» **EXERCISE TASK**: Count the lines in the entries below that contain the string "green", treating uppercase and lowercase as distinct, and report only that number.
------ DATA SHOWN
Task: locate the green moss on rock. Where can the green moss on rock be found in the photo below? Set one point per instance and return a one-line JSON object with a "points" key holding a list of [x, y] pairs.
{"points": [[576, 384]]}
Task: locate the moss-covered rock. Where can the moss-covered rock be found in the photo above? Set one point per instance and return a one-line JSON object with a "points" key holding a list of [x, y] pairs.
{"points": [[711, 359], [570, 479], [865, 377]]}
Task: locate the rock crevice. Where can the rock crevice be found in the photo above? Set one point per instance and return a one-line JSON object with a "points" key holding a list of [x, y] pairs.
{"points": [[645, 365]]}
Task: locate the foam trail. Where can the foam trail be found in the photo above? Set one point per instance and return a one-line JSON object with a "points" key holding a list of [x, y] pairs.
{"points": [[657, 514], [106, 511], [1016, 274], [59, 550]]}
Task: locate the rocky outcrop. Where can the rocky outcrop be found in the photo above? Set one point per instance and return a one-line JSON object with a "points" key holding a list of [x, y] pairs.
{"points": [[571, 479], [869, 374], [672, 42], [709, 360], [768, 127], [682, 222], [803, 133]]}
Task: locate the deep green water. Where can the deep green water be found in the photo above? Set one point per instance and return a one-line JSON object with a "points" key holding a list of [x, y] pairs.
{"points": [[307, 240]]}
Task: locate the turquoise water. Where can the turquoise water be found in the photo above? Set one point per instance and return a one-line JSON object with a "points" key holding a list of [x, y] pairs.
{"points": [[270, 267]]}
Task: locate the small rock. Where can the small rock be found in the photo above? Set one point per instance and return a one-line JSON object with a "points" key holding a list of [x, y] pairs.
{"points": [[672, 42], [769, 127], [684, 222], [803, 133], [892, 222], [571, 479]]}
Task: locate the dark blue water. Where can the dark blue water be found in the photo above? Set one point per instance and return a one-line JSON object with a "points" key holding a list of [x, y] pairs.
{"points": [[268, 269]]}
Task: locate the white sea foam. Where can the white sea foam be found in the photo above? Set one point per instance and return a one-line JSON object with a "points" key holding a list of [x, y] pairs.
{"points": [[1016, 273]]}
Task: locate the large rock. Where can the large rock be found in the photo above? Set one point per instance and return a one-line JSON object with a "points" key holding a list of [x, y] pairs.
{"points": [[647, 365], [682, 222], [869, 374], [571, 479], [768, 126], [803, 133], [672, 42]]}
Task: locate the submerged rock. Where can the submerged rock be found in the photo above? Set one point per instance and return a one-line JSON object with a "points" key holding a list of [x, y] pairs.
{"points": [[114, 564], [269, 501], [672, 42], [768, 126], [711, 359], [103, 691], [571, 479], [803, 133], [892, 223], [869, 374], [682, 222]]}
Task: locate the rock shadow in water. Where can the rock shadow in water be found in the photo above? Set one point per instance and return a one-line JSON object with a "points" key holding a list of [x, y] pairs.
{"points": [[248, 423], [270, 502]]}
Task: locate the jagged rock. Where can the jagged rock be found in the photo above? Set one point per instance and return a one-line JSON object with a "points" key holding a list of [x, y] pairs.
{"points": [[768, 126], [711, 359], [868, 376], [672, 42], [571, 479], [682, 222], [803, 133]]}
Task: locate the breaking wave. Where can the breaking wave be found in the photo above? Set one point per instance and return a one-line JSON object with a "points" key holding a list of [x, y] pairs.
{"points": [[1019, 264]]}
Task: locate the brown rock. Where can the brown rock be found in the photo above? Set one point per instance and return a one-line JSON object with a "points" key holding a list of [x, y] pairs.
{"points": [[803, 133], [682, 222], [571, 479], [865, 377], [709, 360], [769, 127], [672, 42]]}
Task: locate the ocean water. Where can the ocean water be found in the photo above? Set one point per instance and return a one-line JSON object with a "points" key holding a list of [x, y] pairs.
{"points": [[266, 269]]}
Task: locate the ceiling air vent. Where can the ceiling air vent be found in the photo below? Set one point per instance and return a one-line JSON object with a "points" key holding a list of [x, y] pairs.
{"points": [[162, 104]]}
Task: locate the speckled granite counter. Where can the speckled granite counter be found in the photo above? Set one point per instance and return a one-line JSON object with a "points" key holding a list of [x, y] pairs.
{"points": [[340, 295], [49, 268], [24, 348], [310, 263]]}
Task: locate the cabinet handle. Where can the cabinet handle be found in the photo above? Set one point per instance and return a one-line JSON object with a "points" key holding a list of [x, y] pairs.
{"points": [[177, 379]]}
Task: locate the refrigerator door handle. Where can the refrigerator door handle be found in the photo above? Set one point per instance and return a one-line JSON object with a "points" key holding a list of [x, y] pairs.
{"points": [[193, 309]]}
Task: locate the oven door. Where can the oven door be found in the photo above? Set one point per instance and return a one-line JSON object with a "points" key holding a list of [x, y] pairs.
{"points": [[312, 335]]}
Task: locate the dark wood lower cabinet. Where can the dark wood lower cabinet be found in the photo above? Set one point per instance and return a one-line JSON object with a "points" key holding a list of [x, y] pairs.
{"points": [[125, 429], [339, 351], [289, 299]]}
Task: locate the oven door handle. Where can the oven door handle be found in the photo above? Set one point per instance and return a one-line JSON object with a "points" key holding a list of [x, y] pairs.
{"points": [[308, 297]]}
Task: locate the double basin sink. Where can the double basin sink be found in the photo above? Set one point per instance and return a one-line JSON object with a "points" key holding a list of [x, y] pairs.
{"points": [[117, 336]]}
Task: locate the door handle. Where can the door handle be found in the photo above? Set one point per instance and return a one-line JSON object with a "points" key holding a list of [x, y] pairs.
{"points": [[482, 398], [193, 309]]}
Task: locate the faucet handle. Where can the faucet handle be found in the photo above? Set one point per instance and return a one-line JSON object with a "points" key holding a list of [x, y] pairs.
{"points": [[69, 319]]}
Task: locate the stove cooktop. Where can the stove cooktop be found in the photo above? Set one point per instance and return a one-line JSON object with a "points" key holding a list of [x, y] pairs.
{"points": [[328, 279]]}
------------
------ DATA SHOWN
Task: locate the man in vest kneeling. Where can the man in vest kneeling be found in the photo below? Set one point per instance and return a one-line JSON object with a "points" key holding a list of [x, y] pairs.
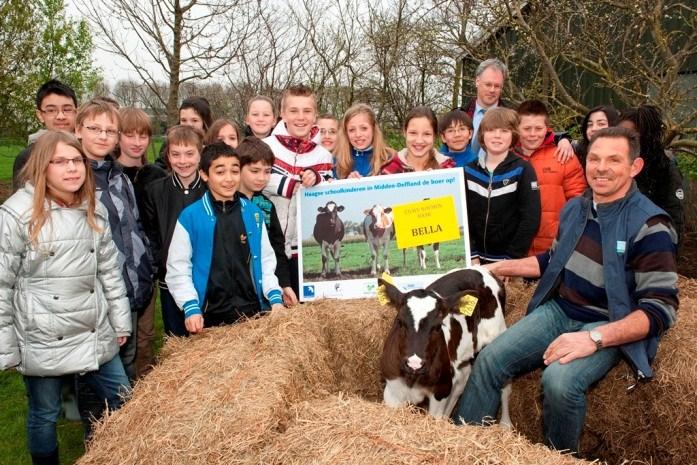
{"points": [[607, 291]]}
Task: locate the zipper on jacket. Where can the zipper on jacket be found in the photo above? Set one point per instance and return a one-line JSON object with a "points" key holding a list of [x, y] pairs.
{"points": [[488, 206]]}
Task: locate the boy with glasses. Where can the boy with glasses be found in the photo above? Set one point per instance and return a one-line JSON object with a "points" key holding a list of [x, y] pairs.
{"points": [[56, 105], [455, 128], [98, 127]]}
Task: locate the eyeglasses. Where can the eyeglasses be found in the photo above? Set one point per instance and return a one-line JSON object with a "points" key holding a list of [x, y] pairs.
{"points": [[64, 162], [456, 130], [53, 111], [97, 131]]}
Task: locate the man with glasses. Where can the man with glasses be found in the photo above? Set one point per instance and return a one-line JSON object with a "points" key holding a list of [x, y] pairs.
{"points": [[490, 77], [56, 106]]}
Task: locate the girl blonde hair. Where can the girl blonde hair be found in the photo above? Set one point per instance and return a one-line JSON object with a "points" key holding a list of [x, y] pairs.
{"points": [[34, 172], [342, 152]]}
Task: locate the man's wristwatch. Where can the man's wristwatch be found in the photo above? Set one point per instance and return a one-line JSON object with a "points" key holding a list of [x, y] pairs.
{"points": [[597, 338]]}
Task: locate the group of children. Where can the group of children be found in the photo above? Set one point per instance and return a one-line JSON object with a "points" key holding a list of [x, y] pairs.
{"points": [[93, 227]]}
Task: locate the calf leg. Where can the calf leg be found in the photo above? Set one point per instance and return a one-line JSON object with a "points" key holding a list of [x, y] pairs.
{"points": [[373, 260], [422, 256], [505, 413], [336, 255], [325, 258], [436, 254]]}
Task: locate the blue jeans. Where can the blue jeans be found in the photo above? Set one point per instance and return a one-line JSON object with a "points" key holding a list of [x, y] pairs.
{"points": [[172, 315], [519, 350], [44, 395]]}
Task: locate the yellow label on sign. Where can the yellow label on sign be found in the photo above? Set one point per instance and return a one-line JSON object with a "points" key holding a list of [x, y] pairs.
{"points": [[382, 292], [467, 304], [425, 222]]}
------------
» **ANSWER FOR THE TASK**: 2